TASK SET:
[A] Name the phases into which the compiler tutorial divides the architecture of its compiler.
[B] Carry the compiler tutorial forward from its last line, keeping its voice and subject.

PROVIDED PASSAGE:
------------------------

Compilers are often viewed as the dark magic of computer science. You feed them human-readable text, and out pops a binary executable that a CPU understands natively. But behind the curtain, it's just a series of deterministic text transformations. Today, we're going to pull back that curtain.
In this deep dive, we won't just talk about high-level concepts. We are going to roll up our sleeves and write actual Python code to compile a minimal C program into real, executable x86-64 assembly.
Our goal? To successfully compile and run this exact C code:
int main() {
return 42;
}Let's break down the architecture of our compiler into three distinct, manageable phases: Lexical Analysis, Parsing, and Code Generation.
Phase 1: Lexical Analysis (The Lexer)
A CPU has no concept of "words", "keywords", or "punctuation". To a computer, our C code is just a flat array of ASCII characters. The Lexer's job is to group these raw characters into meaningful chunks called Tokens.
Think of it like reading an English sentence. Before you understand the grammar, your brain first identifies the individual words.
Defining our Tokens
First, we need to define the types of tokens our language supports. In Python, a Dataclass and an Enum are perfect for this:
from enum import Enum, auto
from dataclasses import dataclass
class TokenType(Enum):
INT_KEYWORD = auto()
RETURN_KEYWORD = auto()
IDENTIFIER = auto()
INTEGER_LITERAL = auto()
OPEN_PAREN = auto()
CLOSE_PAREN = auto()
OPEN_BRACE = auto()
CLOSE_BRACE = auto()

------------------------

STORED DATA:
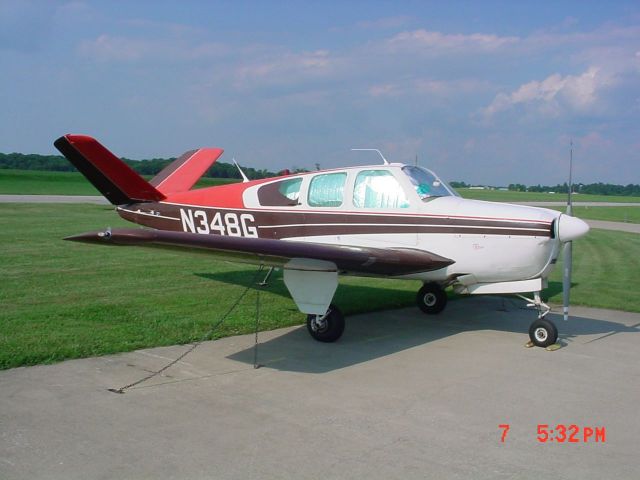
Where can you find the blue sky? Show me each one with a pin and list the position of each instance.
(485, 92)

------------------------

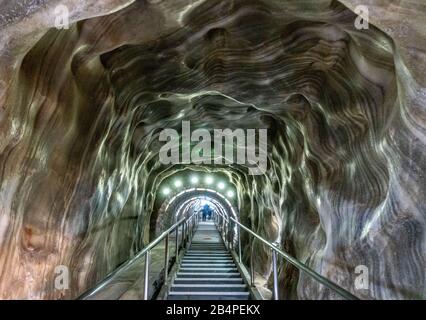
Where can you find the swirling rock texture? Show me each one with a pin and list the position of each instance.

------------------------

ANSWERS PER TASK:
[A] Lexical Analysis, Parsing, Code Generation

[B]
SEMICOLON = auto()
@dataclass
class Token:
type: TokenType
value: str = ""Scanning the Source Code
Our lexer iterates through the source code string. If it sees a letter, it consumes characters until it forms a word, then checks if that word is a keyword (like int) or just a regular identifier (like main). If it sees a digit, it builds an integer literal.
class Lexer:
def __init__(self, source_code: str):
self.source = source_code
self.pos = 0
def tokenize(self) -> list[Token]:
tokens = []
while self.pos < len(self.source):
char = self.source[self.pos]
# Skip whitespace
if char.isspace():
self.pos += 1
continue
# Handle single-character punctuation
if char == '{':
tokens.append(Token(TokenType.OPEN_BRACE))
self.pos += 1
elif char == '}':
tokens.append(Token(TokenType.CLOSE_BRACE))
self.pos += 1
elif char == '(':
tokens.append(Token(TokenType.OPEN_PAREN))
self.pos += 1
elif char == ')':
tokens.append(Token(TokenType.CLOSE_PAREN))
self.pos += 1
elif char == ';':
tokens.append(Token(TokenType.SEMICOLON))
self.pos += 1
# Handle Identifiers and Keywords
elif char.isalpha():
buffer = ""
while self.pos < len(self.source) and self.source[self.pos].isalnum():
buffer += self.source[self.pos]
self.pos += 1
if buffer == "int":
tokens.append(Token(TokenType.INT_KEYWORD))
elif buffer == "return":
tokens.append(Token(TokenType.RETURN_KEYWORD))
else:
tokens.append(Token(TokenType.IDENTIFIER, buffer))
# Handle Integer Literals
elif char.isdigit():
buffer = ""
while self.pos < len(self.source) and self.source[self.pos].isdigit():
buffer += self.source[self.pos]
self.pos += 1
tokens.append(Token(TokenType.INTEGER_LITERAL, buffer))
else:
raise ValueError(f"Unknown character: {char}")
return tokensRunning our C code through this lexer transforms the raw string into a neat list of Python objects. Now, the compiler doesn't have to care about spaces or newlines anymore!
Phase 2: Parsing (Building the AST)
A list of tokens is great, but it lacks structural meaning. For example, return int 42; is a valid list of tokens, but it violates C grammar. The parser enforces grammar rules and builds an Abstract Syntax Tree (AST).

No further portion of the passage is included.